» **Texto de leitura**
--
O plano nacional de educação na década dos afrodescendentes

Diosmar Filho[1]

Quando vou para Bângala, meio demente
Onde morou Caymmi, nasceu Luíz Gama
Transito nesta irônica antítese – Independência
de tantos dependentes
E passo pelo quase fim da raça humana.
(José Carlos Limeira)[2]

No artigo publicado no Blog Combate Racismo Ambiental[3], apresentei uma reflexão sobre consenso a partir de Frantz Fanon e Milton Santos e como as concessões são nefastas a efetivação das políticas de desenvolvimento da população negra na sociedade brasileira na década dos afrodescendentes.

E neste dialogo tenho como objetivo em primeiro contribuir sobre os possíveis debates no controle social da política pública e em segundo ajudar no zoom sobre as estruturas e as formas da Administração Pública na escala do Estado e de quatro municípios baianos pelo acesso realizado aos recursos da União tendo em vista o desenvolvimento socioeducacional das famílias, comunidades e territórios quilombolas.

O decênio dos afrodescendentes acontece no mesmo espaço e tempo da aplicação da Lei 13.005 do Plano Nacional de Educação-PNE (2014-2024)[4]. O Art. 8º dessa Lei estabelece que “Estados, o Distrito Federal e os Municípios deverão elaborar seus correspondentes planos de educação, ou adequar os planos já aprovados em lei, em consonância com as diretrizes, metas e estratégias previstas neste PNE, no prazo de 1 (um) ano contado da publicação desta Lei. ”  No inciso II do Art. 8º é estabelecido que os entes federativos “considerem as necessidades específicas das populações do campo e das comunidades indígenas e quilombolas, asseguradas a equidade educacional e a diversidade cultural. ”

Quanto ao Estado da Bahia, estamos a menos de trinta dias do prazo colocado pela Lei 13.005/2014, e a Secretaria de Educação do Estado (SEC) disponibilizou no site para download a 2ª versão do Plano Estadual de Educação – PEE[5] em elaboração. Contudo, não tem qualquer informação se existe uma consulta pública ou algo similar, o fato é que não fica claro como saíram da primeira para a segunda versão e quais são os processos para a aprovação no Estado.
--
» **Objetivo**
Por favor, reescreva o trecho do texto sobre o plano nacional de educação que vai de "(José Carlos Limeira)[2]" até "e territórios quilombolas.", trocando "reflexão" por "análise". Os itens não têm relação com o texto sobre o plano nacional de educação.

» **Dados de anotação de regiões de imagem**
--
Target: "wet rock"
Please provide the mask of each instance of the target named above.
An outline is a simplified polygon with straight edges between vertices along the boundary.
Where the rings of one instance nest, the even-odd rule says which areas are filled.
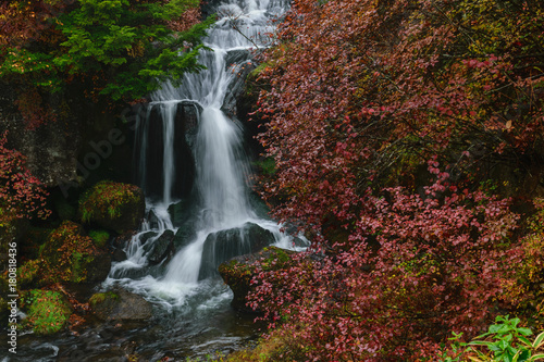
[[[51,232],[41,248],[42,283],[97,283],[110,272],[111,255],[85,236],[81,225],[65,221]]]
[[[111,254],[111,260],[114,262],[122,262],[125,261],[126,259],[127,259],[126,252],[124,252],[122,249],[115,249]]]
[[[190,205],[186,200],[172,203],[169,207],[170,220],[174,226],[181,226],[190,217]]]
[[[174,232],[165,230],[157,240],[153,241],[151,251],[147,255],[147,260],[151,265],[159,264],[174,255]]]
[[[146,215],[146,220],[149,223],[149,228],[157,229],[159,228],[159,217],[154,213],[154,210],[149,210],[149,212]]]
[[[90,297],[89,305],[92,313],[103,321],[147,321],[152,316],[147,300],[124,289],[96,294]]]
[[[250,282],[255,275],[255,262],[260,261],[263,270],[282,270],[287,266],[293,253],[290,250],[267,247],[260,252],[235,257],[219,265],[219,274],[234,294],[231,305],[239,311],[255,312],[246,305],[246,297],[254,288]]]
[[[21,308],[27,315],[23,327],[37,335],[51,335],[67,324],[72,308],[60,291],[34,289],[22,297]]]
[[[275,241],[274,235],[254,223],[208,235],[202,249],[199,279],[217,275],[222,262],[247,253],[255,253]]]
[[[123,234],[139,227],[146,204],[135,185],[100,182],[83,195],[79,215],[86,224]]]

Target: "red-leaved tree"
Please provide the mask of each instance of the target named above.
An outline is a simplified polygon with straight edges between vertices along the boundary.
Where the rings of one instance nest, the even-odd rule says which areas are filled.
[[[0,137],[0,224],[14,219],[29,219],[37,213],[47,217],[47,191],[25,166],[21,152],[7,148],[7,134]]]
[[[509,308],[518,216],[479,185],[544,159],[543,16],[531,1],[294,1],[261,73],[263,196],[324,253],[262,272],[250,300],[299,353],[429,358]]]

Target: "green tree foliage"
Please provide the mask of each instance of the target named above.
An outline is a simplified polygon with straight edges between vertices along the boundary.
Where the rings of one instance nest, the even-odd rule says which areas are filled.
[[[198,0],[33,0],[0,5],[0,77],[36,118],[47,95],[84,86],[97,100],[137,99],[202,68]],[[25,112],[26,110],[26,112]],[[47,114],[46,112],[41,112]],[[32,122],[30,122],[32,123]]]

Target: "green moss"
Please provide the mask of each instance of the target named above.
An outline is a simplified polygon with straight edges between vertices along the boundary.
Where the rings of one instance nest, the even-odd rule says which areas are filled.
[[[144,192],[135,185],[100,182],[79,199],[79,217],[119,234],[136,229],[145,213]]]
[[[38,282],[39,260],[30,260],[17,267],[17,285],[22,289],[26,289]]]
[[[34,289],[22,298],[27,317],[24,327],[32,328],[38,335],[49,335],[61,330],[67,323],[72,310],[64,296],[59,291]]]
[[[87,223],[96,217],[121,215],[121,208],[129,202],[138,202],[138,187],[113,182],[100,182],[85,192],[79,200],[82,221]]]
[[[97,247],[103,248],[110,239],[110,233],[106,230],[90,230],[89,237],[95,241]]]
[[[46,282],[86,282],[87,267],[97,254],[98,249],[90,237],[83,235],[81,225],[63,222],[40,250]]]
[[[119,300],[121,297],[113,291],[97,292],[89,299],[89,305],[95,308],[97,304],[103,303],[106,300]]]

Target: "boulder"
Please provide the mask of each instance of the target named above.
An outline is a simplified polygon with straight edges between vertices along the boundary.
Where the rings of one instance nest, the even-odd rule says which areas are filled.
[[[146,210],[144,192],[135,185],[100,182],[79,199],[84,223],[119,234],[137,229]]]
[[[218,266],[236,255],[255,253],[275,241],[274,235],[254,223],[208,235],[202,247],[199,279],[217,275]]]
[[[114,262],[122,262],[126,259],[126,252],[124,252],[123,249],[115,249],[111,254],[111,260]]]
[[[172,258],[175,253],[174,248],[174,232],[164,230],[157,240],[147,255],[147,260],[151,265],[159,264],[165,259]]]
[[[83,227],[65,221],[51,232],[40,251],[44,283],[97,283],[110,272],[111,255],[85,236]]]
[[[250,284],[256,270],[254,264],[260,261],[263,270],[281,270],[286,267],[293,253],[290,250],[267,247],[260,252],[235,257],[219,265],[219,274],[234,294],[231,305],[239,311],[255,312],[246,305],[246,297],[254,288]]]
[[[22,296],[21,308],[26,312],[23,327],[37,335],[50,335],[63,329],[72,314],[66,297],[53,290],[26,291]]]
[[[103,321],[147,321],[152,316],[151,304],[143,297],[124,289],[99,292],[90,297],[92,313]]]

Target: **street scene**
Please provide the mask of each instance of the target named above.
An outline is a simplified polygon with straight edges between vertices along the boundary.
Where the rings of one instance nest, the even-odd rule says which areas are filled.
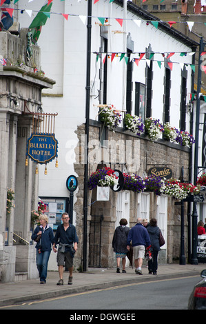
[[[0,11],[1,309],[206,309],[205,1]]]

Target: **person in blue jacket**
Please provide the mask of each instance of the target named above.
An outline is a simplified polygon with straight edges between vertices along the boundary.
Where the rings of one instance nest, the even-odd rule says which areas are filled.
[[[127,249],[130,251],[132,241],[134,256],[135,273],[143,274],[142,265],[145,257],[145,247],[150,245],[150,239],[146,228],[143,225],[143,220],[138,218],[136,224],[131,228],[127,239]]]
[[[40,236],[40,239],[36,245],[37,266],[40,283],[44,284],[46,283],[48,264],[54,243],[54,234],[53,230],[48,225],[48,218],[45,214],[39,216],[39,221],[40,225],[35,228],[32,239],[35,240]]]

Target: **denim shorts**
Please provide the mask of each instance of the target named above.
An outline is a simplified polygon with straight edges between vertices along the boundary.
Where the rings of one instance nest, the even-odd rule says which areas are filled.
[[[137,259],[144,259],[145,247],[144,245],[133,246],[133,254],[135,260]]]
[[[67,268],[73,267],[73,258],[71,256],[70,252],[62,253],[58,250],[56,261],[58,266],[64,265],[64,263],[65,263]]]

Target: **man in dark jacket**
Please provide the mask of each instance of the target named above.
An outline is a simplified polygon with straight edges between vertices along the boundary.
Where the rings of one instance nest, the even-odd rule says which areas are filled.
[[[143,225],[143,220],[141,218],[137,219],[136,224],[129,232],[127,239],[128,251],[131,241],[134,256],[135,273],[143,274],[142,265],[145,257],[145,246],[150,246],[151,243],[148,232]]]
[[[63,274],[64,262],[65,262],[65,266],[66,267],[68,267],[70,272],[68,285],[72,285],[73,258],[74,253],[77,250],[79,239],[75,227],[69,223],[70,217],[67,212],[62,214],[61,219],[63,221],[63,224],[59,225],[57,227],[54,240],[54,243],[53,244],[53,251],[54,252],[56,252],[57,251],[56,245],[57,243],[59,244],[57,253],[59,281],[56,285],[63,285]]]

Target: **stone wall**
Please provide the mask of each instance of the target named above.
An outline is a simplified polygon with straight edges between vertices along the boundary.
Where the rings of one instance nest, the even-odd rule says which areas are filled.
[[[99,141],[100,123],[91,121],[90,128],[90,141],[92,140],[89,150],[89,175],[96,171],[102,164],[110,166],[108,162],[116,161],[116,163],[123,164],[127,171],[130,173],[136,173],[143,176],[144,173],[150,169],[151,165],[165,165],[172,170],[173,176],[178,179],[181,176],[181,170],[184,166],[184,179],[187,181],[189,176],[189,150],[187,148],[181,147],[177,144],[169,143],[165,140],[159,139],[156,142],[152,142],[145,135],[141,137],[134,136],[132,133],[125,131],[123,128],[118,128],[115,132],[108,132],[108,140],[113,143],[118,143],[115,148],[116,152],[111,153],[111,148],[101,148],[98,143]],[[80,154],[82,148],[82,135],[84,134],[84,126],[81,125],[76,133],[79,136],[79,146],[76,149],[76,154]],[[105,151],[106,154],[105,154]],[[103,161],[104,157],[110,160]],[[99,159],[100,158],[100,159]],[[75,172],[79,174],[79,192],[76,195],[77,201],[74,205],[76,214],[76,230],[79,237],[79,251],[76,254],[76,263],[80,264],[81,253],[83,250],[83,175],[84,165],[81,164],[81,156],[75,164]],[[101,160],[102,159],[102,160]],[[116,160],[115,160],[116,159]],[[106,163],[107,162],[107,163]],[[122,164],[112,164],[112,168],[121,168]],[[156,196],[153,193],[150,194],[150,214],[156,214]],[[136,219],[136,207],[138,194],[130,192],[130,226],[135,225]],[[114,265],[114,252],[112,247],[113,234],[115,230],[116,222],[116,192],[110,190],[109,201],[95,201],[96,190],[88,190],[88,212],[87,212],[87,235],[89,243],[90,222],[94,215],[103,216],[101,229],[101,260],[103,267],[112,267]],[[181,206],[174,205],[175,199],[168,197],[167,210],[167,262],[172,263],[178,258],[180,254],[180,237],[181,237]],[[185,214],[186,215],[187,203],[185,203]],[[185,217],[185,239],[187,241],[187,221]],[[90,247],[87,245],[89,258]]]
--
» **Resposta final**
(José Carlos Limeira)[2]

No artigo publicado no Blog Combate Racismo Ambiental[3], apresentei uma análise sobre consenso a partir de Frantz Fanon e Milton Santos e como as concessões são nefastas a efetivação das políticas de desenvolvimento da população negra na sociedade brasileira na década dos afrodescendentes.

E neste dialogo tenho como objetivo em primeiro contribuir sobre os possíveis debates no controle social da política pública e em segundo ajudar no zoom sobre as estruturas e as formas da Administração Pública na escala do Estado e de quatro municípios baianos pelo acesso realizado aos recursos da União tendo em vista o desenvolvimento socioeducacional das famílias, comunidades e territórios quilombolas.